**Required task 1:**
Echo the passage on the May 7-10 India–Pakistan strikes word for word, starting with "Escalation Dominance: India’s" and going on through "Global Security Review.".
**Required task 2:**
Carry on the passage on India's escalation dominance against Pakistan, picking up after its final sentence.

++++ Reading text

The attacks targeted what the Indian government labeled as important logistical assets of various militant groups and launchfpads within mainland Pakistan and Pakistan-administered Kashmir, thereby marking a sharp increase in scale and intent. New Delhi asserts that it has have killed some prominent “terrorists” and destroyed the terror infrastructure at Bahawalpur, Sialkot, Muridke, Muzaffarabad, Kotli, and Bhimber, which, it claimed, were being operated by Kashmir-focused groups such as LeT, JeM, and Hizbul Mujahideen.
What set this episode apart was the subsequent deployment of drone swarms by both sides to overwhelm each other’s air defense systems. India employed hundreds of Israeli-manufactured Harper drones to penetrate Pakistani airspace before dozens of these loitering munitions were shot down over several cities, including Rawalpindi, the twin city of Islamabad that is home to the General Headquarters of the Pakistan Army. From a tactical point of view, this might be interpreted as a means of communicating a message without necessarily inviting the type of escalation a traditional airstrike would. Moreover, it showcased a new capability to undermine Pakistani deterrence through non-traditional vectors of engagement.
Notwithstanding the fact that Pakistan responded with its own drone swarm attacks, India’s initiative of trying to maintain its control over the escalation ladder aimed at redefining the “threshold” of response by opting for what could be called a form of retaliation that is demonstrative, precise, and yet unpredictable compared to previous norms. Such a blurring of conventional and subconventional responses could well redefine future crisis response templates in South Asia.
Escalation Dominance: India’s New Strategic Grammar
India’s May 7-10 actions point toward a shift in doctrinal thinking from deterrence by denial to deterrence by punishment. It appears increasingly willing to exploit what it sees as a space below the nuclear threshold, within which it can operate with plausible deniability and calculated force. This is best captured by the idea of “escalation dominance” in deterrence tactics, wherein one side asserts control over the pace, intensity, and narrative of the conflict, according to the definition of the Global Security Review.

++++++++
++++ Provided material

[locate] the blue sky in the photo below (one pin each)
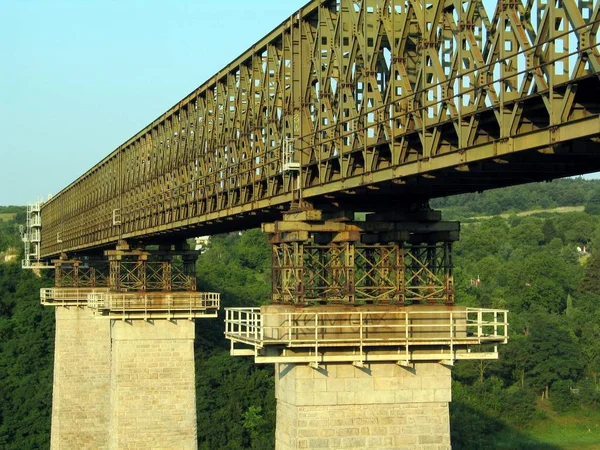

++++++++

**Final result 1:**
Escalation Dominance: India’s New Strategic Grammar
India’s May 7-10 actions point toward a shift in doctrinal thinking from deterrence by denial to deterrence by punishment. It appears increasingly willing to exploit what it sees as a space below the nuclear threshold, within which it can operate with plausible deniability and calculated force. This is best captured by the idea of “escalation dominance” in deterrence tactics, wherein one side asserts control over the pace, intensity, and narrative of the conflict, according to the definition of the Global Security Review.

**Final result 2:**
By executing its strike, managing domestic information flow, and refusing to confirm losses while putting the onus of escalation on Pakistan, India attempted to project its dominance across both physical and perceptual theaters. New Delhi’s continued efforts aimed at denying Islamabad a narrative victory by avoiding acknowledgement of its own casualties or damage to its IAF fighter jets during the May 6-7 action, particularly the French-made Rafale, which was touted by many at its induction as a “game changer” in India’s regional air dominance.
Such controlled narrative-building also demonstrated how information warfare became an extension of its kinetic strategy. The post-strike opacity maintained by the Indian government suggested confidence in managing domestic opinion while simultaneously discrediting Pakistan’s attempts to claim any form of enforcing status quo ante.
Moreover, while the change in redefining India’s policy outlook has been in the works for the last decade – as evidenced by the 2016 cross-LoC “surgical strikes” following the Uri attack and 2019 post-Pulwama strikes on Balakot – these recent events show the willingness of Indian leadership to cement cross-border strikes as a first response to any form of extremism it believes originates from Pakistani soil. The Indian leadership has made it clear that any future incident involving nonstate actors operating from Pakistani soil will be treated as an act of war and provoke a firm and immediate response.
Pakistan’s Strategic Bind
India’s redefined doctrinal approach pushed Islamabad into a difficult position. Pakistan’s military elite, which is accustomed to shaping national security policy and asserting parity with India, came under both institutional and popular pressure to “respond.” The perceived erosion of its deterrence credibility created a reputational challenge.
These pressures eventually saw Pakistan initiate its own response by first launching drone swarm attacks during May 8-10, followed by Operation Bunyan-un-Marsoos (Wall of Lead), targeting multiple military installations in Jammu and Kashmir, and along India’s western sector. India has acknowledged limited damages at its airbases at Udhampur, Pathankot, Bathinda, Bhuj, and Adampur. This would have been seen as an attempt to reassert military parity; however, India denied such an advantage by targeting Pakistani military installations at Rafiki, Murid, Chaklala, Rahim Yar Khan, Sukkur, and Juniya.
Pakistan appeared to be seeking demonstrative yet limited military actions that served more as messaging than as escalation. However, given how things gradually spiraled downhill, South Asia is now at a greater risk. Even a miscalculated symbolic move from either of the two countries could trigger unintended consequences in an increasingly fluid tactical environment.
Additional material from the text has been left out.